**What you will do:**
Reproduce every one of the records below word for word, leaving out the pictures.

Labeled contour records:

****

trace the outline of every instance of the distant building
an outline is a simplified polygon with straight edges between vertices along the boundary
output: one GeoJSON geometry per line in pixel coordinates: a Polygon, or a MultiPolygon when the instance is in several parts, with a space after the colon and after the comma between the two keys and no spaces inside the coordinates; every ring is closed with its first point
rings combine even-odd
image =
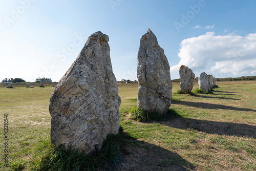
{"type": "Polygon", "coordinates": [[[52,79],[51,78],[40,78],[39,77],[38,78],[36,78],[35,80],[36,81],[40,81],[41,82],[52,82],[52,79]]]}
{"type": "Polygon", "coordinates": [[[6,78],[6,79],[3,79],[1,82],[3,83],[3,84],[12,83],[12,81],[13,80],[13,79],[12,79],[12,78],[6,78]]]}

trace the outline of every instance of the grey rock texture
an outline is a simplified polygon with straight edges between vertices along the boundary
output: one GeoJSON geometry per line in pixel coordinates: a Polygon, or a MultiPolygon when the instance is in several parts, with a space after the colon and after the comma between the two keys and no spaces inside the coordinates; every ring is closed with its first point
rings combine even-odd
{"type": "Polygon", "coordinates": [[[54,88],[52,144],[89,154],[100,149],[108,134],[118,133],[121,100],[108,41],[100,31],[92,34],[54,88]]]}
{"type": "Polygon", "coordinates": [[[138,53],[138,108],[166,114],[170,106],[173,86],[166,57],[152,31],[140,39],[138,53]]]}
{"type": "Polygon", "coordinates": [[[13,88],[12,84],[8,84],[7,88],[13,88]]]}
{"type": "Polygon", "coordinates": [[[182,65],[179,71],[180,76],[180,90],[183,92],[191,92],[195,82],[195,74],[188,67],[182,65]]]}
{"type": "Polygon", "coordinates": [[[40,86],[39,86],[39,87],[45,87],[45,86],[44,86],[44,84],[42,83],[42,82],[41,82],[40,83],[40,86]]]}
{"type": "Polygon", "coordinates": [[[200,89],[206,92],[210,90],[210,80],[209,80],[208,75],[206,73],[202,72],[201,73],[198,84],[199,84],[200,89]]]}
{"type": "Polygon", "coordinates": [[[214,86],[216,86],[216,79],[214,77],[214,86]]]}
{"type": "Polygon", "coordinates": [[[212,86],[214,86],[214,77],[212,75],[208,75],[208,77],[209,77],[209,81],[210,82],[210,88],[211,89],[212,86]]]}

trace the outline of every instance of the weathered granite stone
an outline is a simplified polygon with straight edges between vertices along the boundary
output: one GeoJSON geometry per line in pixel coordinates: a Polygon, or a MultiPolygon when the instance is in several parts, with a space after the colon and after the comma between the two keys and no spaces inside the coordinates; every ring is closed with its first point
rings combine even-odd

****

**Task answer:**
trace the outline of every instance of the distant building
an outline is a simplified polygon with straight edges between vertices along the boundary
output: one GeoJSON geometry per line in pixel coordinates: a Polygon, or a MultiPolygon when the instance is in several parts, with a space after the colon and after the comma between the two keys and no spaces inside the coordinates; every ring is closed with its first point
rings combine even-odd
image =
{"type": "Polygon", "coordinates": [[[52,79],[51,78],[40,78],[39,77],[38,78],[36,78],[35,80],[36,81],[40,81],[41,82],[52,82],[52,79]]]}
{"type": "Polygon", "coordinates": [[[6,78],[6,79],[3,79],[1,82],[3,83],[3,84],[12,83],[12,81],[13,80],[13,79],[12,79],[12,78],[6,78]]]}

trace the outline of every instance of the grey rock texture
an outline is a simplified polygon with straight edges between vertices along the boundary
output: one GeoJSON geometry per line in pixel coordinates: a Polygon, or a MultiPolygon when the instance is in several parts, with a space after the colon and after the comma between the two keys and no spaces inside the coordinates; every ring is closed with its first point
rings combine even-odd
{"type": "Polygon", "coordinates": [[[54,88],[52,144],[89,154],[100,149],[108,134],[118,133],[121,100],[108,41],[100,31],[92,34],[54,88]]]}
{"type": "Polygon", "coordinates": [[[138,53],[138,108],[166,114],[170,106],[173,86],[166,57],[152,31],[140,39],[138,53]]]}
{"type": "Polygon", "coordinates": [[[13,88],[12,84],[8,84],[7,88],[13,88]]]}
{"type": "Polygon", "coordinates": [[[182,65],[179,71],[180,76],[180,90],[183,92],[191,92],[195,82],[195,74],[188,67],[182,65]]]}
{"type": "Polygon", "coordinates": [[[40,86],[39,86],[39,87],[45,87],[45,86],[44,86],[44,84],[42,83],[42,82],[41,82],[40,83],[40,86]]]}
{"type": "Polygon", "coordinates": [[[200,89],[206,92],[210,90],[210,80],[209,80],[208,75],[206,73],[202,72],[201,73],[198,84],[199,84],[200,89]]]}
{"type": "Polygon", "coordinates": [[[214,86],[216,86],[216,79],[214,77],[214,86]]]}
{"type": "Polygon", "coordinates": [[[212,86],[214,86],[214,77],[212,75],[208,75],[208,77],[209,77],[209,81],[210,82],[210,88],[211,89],[212,86]]]}

trace the outline of every instance of the weathered granite stone
an outline is a simplified polygon with straight edges between vertices along the boundary
output: one GeoJSON geometry per line in pixel coordinates: a Polygon, or a MultiPolygon when the instance is in several parts, with a space after the colon and after the comma between the two keys and no spaces inside the coordinates; every ring is closed with its first point
rings combine even-odd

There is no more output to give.